+++ EXTRACTO DEL DOCUMENTO

Otro personaje enigmático, con un pasado en sombras, es Caravaggio. De unos cuarenta y cinco años, nacionalidad desconocida, amigo gregario del padre de Hana en el Canadá, desde mucho antes de la guerra, entonces ladrón y siempre mujeriego, feliz y permanentemente enamorado, curioso y reservado, había trabajado para los servicios de inteligencia británicos en El Cairo y en Italia, elaborando mentiras, propalando rumores falsos ente el enemigo, corriendo arriesgadas y secretas aventuras, inventando agentes dobles, hasta que fue capturado por la Gestapo. Cuando lo conocemos, con terribles secuelas físicas del paso por los calabozos nazis, en donde en un cruel interrogatorio se le amputarán los pulgares, yace ahora en su oscuridad, sumido, como el paciente inglés, en las tinieblas de la morfina, vagando por el caserón, cuidando de Hana e intentando confirmar sus sospechas sobre el anónimo enfermo.
Y por último está Kip, el zapador sij, que se juega la vida de continuo desactivando bombas. Es un hombre muy joven, tranquilo, introvertido y despreocupado de sí mismo, aparentemente conforme con el mundo, concentrado, responsable y comprometido, sumido en sus rituales aunque racional -en sus venas la espiritualidad de la India-, y que, pese a las aflicciones de la guerra -algunos de sus amigos, de sus compañeros, de sus subordinados, volarán por los aires al detonar una mina o un explosivo trampa-, será siempre fuente de sosiego y de luz, sobre todo para Hana, que encontrará en él algo de paz, un ámbito de quietud y placidez en el horror circundante.

++++++
+++ REGISTROS PROPORCIONADOS

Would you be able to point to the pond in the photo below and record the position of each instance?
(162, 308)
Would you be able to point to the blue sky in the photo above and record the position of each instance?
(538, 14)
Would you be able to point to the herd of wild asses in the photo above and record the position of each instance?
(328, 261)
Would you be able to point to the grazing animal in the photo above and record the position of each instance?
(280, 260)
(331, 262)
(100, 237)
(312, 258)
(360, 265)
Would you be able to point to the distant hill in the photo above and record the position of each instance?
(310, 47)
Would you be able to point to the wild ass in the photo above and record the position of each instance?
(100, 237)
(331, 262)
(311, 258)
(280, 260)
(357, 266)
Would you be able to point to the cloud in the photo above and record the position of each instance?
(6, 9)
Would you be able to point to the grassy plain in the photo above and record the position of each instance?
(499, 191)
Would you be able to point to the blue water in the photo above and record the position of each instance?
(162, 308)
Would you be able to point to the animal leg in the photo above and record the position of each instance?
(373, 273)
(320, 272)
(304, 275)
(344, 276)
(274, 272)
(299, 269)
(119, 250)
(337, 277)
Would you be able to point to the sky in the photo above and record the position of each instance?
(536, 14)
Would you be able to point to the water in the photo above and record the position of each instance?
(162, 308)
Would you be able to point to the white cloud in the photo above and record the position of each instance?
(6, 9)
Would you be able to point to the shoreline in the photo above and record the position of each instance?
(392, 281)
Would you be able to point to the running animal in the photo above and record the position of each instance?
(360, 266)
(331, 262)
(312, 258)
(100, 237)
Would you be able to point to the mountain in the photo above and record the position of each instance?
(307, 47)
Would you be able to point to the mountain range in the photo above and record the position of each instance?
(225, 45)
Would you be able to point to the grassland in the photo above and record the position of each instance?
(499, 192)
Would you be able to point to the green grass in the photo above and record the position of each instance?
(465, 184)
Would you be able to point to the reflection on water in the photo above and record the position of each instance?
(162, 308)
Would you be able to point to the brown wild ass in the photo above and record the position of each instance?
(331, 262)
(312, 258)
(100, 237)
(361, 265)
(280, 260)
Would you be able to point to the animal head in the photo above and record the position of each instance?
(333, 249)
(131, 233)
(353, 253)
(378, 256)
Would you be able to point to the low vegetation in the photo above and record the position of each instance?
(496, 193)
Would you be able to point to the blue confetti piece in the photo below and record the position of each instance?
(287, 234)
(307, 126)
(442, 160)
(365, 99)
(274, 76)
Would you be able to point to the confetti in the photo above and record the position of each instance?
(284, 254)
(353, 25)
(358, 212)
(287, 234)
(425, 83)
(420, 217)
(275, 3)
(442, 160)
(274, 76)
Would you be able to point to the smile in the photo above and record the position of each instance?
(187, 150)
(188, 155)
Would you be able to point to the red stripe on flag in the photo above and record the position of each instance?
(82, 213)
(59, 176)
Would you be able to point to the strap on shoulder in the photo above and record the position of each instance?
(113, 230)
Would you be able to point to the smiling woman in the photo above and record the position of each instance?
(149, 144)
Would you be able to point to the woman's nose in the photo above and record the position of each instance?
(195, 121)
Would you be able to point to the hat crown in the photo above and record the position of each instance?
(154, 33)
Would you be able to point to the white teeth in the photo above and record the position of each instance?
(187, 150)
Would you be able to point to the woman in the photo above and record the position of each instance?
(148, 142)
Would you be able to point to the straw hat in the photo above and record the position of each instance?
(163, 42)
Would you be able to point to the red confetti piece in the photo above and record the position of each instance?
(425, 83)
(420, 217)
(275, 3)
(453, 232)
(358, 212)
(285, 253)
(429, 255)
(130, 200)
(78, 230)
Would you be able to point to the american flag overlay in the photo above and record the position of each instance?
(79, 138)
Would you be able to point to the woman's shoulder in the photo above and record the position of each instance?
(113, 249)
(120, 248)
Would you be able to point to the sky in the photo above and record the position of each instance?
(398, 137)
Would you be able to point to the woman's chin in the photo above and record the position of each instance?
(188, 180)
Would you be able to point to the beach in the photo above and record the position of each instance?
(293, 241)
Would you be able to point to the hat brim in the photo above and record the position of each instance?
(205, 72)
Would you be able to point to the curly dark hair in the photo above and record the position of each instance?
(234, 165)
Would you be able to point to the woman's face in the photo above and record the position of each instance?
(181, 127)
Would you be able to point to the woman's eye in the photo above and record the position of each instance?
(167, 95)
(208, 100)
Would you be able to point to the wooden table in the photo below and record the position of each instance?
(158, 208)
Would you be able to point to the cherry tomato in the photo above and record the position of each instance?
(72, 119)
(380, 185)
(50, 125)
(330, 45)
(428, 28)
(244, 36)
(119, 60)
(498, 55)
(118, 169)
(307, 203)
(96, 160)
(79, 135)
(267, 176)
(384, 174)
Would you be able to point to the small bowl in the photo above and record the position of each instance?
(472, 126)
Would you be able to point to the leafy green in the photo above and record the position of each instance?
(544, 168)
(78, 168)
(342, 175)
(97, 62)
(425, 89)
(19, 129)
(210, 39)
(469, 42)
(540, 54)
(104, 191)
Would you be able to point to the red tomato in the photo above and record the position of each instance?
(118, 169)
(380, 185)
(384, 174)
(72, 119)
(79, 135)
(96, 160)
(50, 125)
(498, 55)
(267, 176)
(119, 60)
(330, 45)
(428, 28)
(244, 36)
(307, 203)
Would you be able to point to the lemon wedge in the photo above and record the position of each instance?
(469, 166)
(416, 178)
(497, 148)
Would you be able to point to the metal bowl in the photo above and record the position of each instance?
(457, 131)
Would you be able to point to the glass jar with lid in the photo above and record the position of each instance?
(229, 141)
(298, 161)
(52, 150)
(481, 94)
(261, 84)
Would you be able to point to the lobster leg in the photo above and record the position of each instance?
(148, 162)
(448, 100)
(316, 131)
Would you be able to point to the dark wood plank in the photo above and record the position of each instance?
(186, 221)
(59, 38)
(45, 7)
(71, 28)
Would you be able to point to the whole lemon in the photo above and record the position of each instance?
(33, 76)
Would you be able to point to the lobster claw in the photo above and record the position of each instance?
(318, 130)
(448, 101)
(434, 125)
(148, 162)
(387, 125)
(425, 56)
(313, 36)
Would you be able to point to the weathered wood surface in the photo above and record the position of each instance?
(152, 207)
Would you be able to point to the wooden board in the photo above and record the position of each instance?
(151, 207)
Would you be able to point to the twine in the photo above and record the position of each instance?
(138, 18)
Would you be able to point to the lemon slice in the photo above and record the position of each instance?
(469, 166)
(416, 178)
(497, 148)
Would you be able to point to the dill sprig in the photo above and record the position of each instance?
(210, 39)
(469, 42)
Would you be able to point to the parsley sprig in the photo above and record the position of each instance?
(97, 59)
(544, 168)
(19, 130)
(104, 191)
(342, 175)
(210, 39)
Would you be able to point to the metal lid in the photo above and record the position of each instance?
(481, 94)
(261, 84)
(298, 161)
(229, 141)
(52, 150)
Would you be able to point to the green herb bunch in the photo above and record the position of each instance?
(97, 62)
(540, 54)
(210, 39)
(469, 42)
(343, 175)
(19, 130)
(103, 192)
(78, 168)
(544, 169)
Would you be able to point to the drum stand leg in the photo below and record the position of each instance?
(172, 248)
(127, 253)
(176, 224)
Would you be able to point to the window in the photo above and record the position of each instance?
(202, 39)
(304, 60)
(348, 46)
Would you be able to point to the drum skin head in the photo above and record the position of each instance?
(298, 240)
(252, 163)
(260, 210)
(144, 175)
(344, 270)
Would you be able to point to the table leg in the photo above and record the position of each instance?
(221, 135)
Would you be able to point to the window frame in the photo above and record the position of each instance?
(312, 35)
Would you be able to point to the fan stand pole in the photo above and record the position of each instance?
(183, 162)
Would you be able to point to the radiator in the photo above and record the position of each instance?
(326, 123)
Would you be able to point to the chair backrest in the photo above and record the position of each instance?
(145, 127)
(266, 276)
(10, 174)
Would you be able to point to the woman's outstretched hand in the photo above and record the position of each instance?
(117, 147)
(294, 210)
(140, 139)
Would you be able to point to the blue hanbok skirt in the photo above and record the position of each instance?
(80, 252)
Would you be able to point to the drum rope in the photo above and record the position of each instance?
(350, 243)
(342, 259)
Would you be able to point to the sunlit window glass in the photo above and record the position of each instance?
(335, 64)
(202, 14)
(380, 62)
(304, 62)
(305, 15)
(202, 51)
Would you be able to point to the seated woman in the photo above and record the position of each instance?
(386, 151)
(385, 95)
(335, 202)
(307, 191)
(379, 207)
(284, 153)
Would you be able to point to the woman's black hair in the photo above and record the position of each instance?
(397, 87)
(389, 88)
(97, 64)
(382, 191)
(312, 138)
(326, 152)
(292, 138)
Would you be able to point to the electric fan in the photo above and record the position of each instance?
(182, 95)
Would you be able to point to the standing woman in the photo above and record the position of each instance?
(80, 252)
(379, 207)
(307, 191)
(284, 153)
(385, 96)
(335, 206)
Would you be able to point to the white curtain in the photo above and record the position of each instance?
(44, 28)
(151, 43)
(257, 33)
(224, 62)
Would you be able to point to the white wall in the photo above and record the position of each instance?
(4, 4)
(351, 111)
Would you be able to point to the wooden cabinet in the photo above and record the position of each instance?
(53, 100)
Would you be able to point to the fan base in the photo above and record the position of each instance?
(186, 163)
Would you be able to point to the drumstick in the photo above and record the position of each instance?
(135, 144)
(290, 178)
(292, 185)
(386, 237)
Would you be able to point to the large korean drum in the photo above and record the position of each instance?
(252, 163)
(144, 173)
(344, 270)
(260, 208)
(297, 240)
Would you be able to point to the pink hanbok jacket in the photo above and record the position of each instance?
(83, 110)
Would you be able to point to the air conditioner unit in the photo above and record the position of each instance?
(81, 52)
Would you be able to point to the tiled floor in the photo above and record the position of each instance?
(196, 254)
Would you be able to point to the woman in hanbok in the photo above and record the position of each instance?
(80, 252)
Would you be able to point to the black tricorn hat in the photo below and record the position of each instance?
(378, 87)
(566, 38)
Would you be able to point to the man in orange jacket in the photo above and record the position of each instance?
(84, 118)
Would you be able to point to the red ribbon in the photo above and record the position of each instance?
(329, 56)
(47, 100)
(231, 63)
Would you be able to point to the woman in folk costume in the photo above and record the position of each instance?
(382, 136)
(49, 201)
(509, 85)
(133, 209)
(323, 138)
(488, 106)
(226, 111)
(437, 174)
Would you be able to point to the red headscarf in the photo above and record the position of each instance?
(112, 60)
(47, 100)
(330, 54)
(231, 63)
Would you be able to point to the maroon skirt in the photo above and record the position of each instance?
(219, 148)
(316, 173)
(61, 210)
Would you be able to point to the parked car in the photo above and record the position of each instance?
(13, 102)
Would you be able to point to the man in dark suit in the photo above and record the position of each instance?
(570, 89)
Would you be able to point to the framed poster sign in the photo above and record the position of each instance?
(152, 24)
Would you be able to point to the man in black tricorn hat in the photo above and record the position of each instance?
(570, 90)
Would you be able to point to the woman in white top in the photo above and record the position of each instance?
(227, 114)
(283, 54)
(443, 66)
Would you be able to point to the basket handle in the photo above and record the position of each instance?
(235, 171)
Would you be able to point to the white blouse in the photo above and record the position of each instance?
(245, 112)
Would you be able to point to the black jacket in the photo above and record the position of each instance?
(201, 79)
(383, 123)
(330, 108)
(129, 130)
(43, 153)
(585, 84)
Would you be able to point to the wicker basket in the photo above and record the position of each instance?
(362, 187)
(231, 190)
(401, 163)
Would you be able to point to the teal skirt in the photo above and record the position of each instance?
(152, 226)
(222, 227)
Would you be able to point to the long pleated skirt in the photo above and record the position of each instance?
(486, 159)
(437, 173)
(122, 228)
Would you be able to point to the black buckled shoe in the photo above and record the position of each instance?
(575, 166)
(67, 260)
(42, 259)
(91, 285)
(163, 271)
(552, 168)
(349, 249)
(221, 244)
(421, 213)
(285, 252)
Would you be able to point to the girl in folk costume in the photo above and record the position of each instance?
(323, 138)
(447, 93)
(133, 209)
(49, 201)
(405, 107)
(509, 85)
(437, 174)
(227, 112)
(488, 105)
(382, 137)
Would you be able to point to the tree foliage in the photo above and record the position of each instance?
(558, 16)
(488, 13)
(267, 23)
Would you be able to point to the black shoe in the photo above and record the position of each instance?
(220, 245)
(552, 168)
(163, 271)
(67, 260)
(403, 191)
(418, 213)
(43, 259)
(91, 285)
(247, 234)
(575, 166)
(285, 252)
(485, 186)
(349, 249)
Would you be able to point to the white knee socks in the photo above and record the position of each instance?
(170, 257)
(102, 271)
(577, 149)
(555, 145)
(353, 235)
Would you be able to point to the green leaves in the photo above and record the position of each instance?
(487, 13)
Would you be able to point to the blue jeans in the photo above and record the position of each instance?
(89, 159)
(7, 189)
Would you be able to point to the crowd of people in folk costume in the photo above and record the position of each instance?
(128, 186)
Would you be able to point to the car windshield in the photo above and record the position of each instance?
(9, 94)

++++++

ACTIVIDAD:
Vuelve a escribir completo el texto sobre Caravaggio y Kip, sin cambiar una sola palabra ni signo. Respóndase solo con lo que dice el texto.

RESPUESTA AL EJERCICIO:
Otro personaje enigmático, con un pasado en sombras, es Caravaggio. De unos cuarenta y cinco años, nacionalidad desconocida, amigo gregario del padre de Hana en el Canadá, desde mucho antes de la guerra, entonces ladrón y siempre mujeriego, feliz y permanentemente enamorado, curioso y reservado, había trabajado para los servicios de inteligencia británicos en El Cairo y en Italia, elaborando mentiras, propalando rumores falsos ente el enemigo, corriendo arriesgadas y secretas aventuras, inventando agentes dobles, hasta que fue capturado por la Gestapo. Cuando lo conocemos, con terribles secuelas físicas del paso por los calabozos nazis, en donde en un cruel interrogatorio se le amputarán los pulgares, yace ahora en su oscuridad, sumido, como el paciente inglés, en las tinieblas de la morfina, vagando por el caserón, cuidando de Hana e intentando confirmar sus sospechas sobre el anónimo enfermo.
Y por último está Kip, el zapador sij, que se juega la vida de continuo desactivando bombas. Es un hombre muy joven, tranquilo, introvertido y despreocupado de sí mismo, aparentemente conforme con el mundo, concentrado, responsable y comprometido, sumido en sus rituales aunque racional -en sus venas la espiritualidad de la India-, y que, pese a las aflicciones de la guerra -algunos de sus amigos, de sus compañeros, de sus subordinados, volarán por los aires al detonar una mina o un explosivo trampa-, será siempre fuente de sosiego y de luz, sobre todo para Hana, que encontrará en él algo de paz, un ámbito de quietud y placidez en el horror circundante.